:: Extracted data ::
____________
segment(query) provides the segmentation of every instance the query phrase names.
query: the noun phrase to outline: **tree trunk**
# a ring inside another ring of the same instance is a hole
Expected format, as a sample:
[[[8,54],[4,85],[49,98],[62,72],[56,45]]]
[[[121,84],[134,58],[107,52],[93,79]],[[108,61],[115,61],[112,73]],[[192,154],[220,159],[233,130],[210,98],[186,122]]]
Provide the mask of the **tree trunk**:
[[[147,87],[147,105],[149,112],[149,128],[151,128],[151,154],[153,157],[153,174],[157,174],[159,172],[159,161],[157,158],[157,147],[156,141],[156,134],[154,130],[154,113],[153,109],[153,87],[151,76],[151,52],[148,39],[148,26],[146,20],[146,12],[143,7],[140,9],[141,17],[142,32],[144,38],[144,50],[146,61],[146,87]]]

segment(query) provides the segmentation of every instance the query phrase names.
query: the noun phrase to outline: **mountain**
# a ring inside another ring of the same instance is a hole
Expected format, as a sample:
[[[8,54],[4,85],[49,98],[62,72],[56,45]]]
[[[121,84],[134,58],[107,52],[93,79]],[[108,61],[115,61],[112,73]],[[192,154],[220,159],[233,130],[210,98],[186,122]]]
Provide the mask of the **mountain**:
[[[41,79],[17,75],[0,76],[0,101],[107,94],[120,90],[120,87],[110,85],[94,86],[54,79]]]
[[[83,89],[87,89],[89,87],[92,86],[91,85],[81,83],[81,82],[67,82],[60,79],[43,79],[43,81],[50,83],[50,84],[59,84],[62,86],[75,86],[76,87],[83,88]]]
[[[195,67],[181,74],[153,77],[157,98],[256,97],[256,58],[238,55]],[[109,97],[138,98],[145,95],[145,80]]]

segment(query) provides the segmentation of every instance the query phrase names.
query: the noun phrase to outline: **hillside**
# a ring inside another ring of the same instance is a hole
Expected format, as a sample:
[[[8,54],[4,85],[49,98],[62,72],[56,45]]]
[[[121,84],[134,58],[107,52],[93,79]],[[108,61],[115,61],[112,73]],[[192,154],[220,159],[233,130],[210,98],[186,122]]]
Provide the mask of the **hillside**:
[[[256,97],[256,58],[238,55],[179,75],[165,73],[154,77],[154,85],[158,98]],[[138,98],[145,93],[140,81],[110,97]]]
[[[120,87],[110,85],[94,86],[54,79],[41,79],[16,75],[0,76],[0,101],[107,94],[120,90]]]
____________
Copy every one of the records above word for word.

:: Expected answer ::
segment(query) provides the segmentation of every instance the query phrase names.
query: the noun phrase to outline: **tree trunk**
# a ring inside another ring of the same instance is a hole
Expected format, as a sample:
[[[8,54],[4,85],[49,98],[62,72],[56,45]]]
[[[121,84],[134,58],[107,52],[93,79]],[[108,61],[115,61],[112,73]],[[192,154],[220,159],[233,130],[210,98],[186,122]]]
Provide the mask of the **tree trunk**:
[[[147,87],[147,105],[149,112],[149,128],[151,128],[151,154],[153,157],[153,174],[157,174],[159,172],[159,161],[157,158],[157,147],[156,141],[156,134],[154,130],[154,113],[153,109],[153,87],[151,76],[151,52],[148,39],[148,26],[146,20],[146,12],[143,7],[140,9],[141,17],[142,32],[144,38],[144,50],[146,61],[146,87]]]

segment(query) provides the segmentation of every instance the query phrase names.
query: the noun phrase to outline: **mountain**
# a ring inside another ring of the same instance is a hole
Expected format, as a sample:
[[[8,54],[4,85],[49,98],[62,72],[56,45]]]
[[[121,84],[134,58],[107,52],[93,79]],[[108,61],[115,61],[112,73]],[[192,154],[220,159],[233,130],[210,98],[186,122]]]
Provide the mask of the **mountain**:
[[[41,79],[17,75],[0,76],[0,101],[107,94],[120,90],[120,87],[110,85],[94,86],[54,79]]]
[[[83,89],[87,89],[89,87],[92,86],[91,85],[81,83],[81,82],[67,82],[60,79],[43,79],[43,81],[50,83],[50,84],[59,84],[62,86],[75,86],[76,87],[83,88]]]
[[[195,67],[181,74],[153,77],[157,98],[256,97],[256,58],[238,55]],[[109,97],[138,98],[145,95],[145,80]]]

segment(query) provides the segmentation of every instance the query phrase names.
query: the noun phrase to outline: **hillside**
# a ring inside another ring of the same instance is a hole
Expected format, as a sample:
[[[8,54],[4,85],[49,98],[62,72],[56,45]]]
[[[121,84],[134,58],[107,52],[93,79]],[[108,61],[115,61],[112,73]],[[192,154],[220,159],[233,130],[210,98],[186,122]]]
Provide the mask of the **hillside**:
[[[256,97],[256,58],[238,55],[179,75],[165,73],[154,77],[154,85],[158,98]],[[138,98],[145,93],[140,81],[110,97]]]
[[[120,87],[110,85],[94,86],[54,79],[41,79],[16,75],[0,76],[0,101],[107,94],[120,90]]]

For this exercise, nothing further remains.